**Extracted entries**
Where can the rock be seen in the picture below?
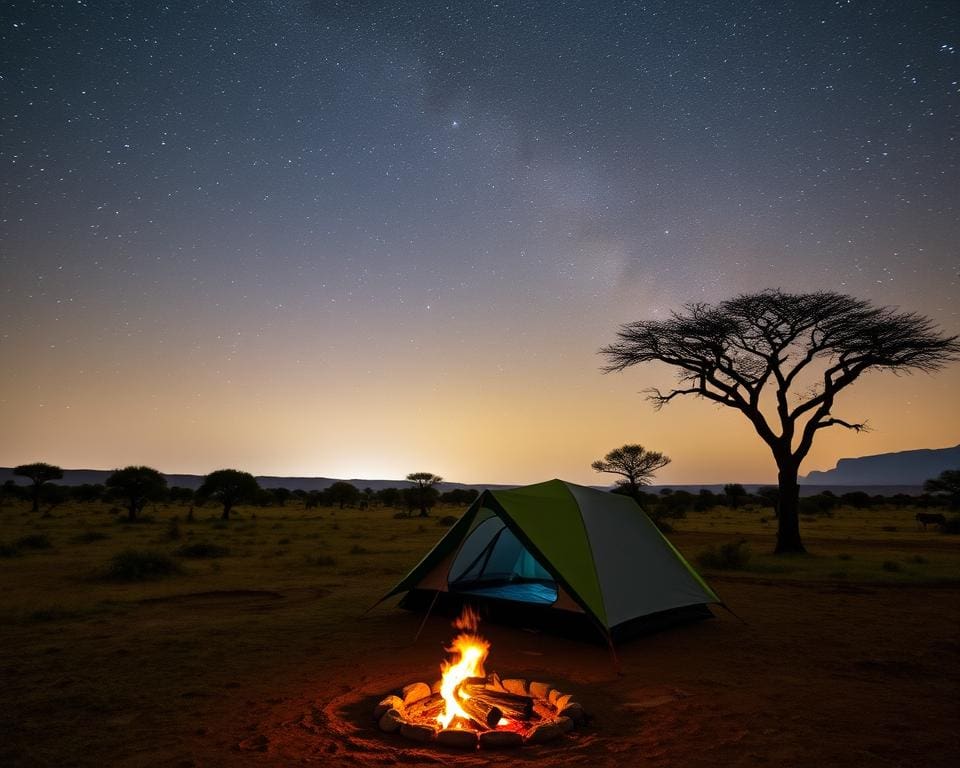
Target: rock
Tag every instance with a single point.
(416, 732)
(542, 733)
(390, 721)
(390, 702)
(500, 740)
(565, 724)
(539, 690)
(458, 739)
(415, 692)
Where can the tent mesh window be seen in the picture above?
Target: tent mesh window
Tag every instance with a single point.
(492, 562)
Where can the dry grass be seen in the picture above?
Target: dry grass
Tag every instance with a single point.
(124, 672)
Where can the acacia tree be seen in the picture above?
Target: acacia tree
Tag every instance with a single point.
(38, 473)
(634, 463)
(137, 485)
(947, 482)
(425, 492)
(781, 359)
(230, 487)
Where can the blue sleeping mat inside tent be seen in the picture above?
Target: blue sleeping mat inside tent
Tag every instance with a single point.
(523, 592)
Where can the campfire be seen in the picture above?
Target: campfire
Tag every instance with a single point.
(468, 708)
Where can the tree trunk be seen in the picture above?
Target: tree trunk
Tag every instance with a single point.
(788, 512)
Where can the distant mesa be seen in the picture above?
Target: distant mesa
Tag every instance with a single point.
(900, 468)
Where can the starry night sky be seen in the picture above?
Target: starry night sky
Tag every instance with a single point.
(361, 239)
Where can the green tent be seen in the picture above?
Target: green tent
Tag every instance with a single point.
(556, 553)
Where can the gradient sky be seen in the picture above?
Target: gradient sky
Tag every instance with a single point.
(361, 239)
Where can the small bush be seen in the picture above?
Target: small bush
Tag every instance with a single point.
(88, 537)
(33, 541)
(732, 556)
(173, 530)
(202, 549)
(140, 565)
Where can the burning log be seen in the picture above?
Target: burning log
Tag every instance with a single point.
(484, 713)
(510, 705)
(426, 708)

**What needs to be done**
What you return should match the records line for line, minus the pictures.

**Written solution**
Where can the rock be seen in the picture below?
Target: rock
Tag every instance with a single point.
(416, 732)
(542, 733)
(390, 721)
(390, 702)
(500, 740)
(565, 724)
(539, 690)
(458, 739)
(415, 692)
Where can the tent mesh window be seen in the picture above?
Target: tent mesh window
Tag every instance with a single point.
(492, 562)
Where can the dry grass be seen in the picture above?
Target: dry grass
Tag every instance with a single point.
(124, 672)
Where can the acacia tree be seen in the picture above?
Target: acacia tree
Tag every instance with a single point.
(38, 473)
(634, 463)
(137, 485)
(947, 482)
(425, 492)
(781, 359)
(230, 487)
Where can the blue sleeping mat inside tent be seen in the picture above?
Target: blue sleeping mat inside tent
Tag every instance with a single point.
(523, 592)
Where can the campfire be seen in the picture above?
Target: campfire
Tag every instance with a single point.
(468, 708)
Where can the tree trunk be seen in the picture above?
Target: tree trunk
Tag every instance with a single point.
(788, 512)
Where can the distant mesa be seen in the picture above?
Target: distant mesa
Tag every instance with a single point.
(900, 468)
Where can the starry night sky be seen in the picture above?
Target: starry night sky
Tag every instance with a single point.
(361, 239)
Where can the green tent be seen in the picture above?
Target: green tent
Tag every instance with a single point.
(556, 553)
Where can the gradient sky be seen in the picture above?
Target: gradient sky
Tag every instance with a single point.
(361, 239)
Where can the small bush be seen in the picture above?
Target: small bush
Tag every instance with a single point.
(88, 537)
(33, 541)
(732, 556)
(173, 530)
(202, 549)
(140, 565)
Where can the burning log be seen in the picture above?
Target: burning log
Tag every instance with a single point.
(484, 713)
(510, 705)
(426, 708)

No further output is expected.